* **Problem to solve**
Report every line of the listing below that contains the string "flesh", copying each such line in full.

* **Extracted records**
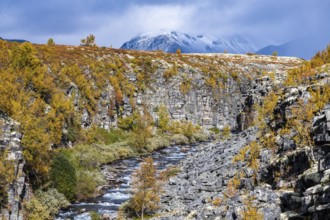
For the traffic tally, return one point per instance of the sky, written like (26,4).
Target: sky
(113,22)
==
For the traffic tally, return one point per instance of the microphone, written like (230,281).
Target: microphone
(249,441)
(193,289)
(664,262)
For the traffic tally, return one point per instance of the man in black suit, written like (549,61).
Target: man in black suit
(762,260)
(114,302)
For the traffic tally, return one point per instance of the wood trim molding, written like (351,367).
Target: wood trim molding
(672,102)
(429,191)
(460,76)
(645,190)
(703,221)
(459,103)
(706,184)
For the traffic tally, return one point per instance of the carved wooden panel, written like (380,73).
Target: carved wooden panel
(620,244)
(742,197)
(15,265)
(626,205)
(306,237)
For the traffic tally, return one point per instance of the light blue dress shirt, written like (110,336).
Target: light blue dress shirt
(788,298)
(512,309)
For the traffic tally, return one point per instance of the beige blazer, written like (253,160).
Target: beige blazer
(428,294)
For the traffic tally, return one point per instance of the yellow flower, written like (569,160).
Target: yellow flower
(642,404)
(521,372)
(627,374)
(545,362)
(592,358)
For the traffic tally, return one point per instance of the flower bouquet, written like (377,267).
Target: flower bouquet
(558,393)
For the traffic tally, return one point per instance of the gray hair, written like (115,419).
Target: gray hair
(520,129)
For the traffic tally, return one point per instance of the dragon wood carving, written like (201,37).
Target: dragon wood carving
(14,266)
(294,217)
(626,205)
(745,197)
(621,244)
...
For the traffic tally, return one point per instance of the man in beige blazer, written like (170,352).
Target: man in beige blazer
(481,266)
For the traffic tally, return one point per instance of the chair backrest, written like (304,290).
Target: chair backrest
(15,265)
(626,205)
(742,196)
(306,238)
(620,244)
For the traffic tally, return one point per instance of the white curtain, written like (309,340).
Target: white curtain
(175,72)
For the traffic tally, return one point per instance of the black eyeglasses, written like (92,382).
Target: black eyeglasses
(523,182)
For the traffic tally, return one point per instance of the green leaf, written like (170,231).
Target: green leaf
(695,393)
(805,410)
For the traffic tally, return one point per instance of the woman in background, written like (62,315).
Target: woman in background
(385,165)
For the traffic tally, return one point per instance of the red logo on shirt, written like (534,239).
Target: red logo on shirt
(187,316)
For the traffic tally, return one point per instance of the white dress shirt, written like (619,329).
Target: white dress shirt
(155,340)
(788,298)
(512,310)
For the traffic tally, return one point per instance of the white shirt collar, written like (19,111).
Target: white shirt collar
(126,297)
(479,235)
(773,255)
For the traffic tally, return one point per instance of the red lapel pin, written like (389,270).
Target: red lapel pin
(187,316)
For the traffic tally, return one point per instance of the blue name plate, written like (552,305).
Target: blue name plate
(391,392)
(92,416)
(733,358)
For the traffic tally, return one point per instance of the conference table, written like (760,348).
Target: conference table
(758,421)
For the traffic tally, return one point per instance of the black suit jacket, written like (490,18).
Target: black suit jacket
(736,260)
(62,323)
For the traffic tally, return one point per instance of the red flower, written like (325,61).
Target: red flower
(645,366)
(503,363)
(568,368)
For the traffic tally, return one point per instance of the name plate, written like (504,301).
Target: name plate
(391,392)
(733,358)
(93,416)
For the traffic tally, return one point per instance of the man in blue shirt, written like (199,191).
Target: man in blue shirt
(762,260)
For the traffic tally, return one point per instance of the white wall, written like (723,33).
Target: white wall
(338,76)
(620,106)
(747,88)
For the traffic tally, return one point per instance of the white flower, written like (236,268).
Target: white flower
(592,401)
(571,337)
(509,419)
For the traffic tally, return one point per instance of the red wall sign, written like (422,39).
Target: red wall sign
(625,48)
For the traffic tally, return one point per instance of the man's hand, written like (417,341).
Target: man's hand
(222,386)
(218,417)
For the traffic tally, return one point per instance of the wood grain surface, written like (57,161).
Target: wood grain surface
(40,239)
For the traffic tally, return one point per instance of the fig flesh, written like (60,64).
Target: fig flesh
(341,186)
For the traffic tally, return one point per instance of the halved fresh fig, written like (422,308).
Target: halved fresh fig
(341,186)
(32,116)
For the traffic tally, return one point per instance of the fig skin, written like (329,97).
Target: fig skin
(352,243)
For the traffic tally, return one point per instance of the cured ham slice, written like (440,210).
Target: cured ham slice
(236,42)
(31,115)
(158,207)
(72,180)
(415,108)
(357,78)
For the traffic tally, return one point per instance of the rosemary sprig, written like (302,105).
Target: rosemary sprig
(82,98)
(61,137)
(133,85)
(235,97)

* **Result of the task**
For the traffic tally, return one point per instance of the fig flesh, written like (60,64).
Target: fig flesh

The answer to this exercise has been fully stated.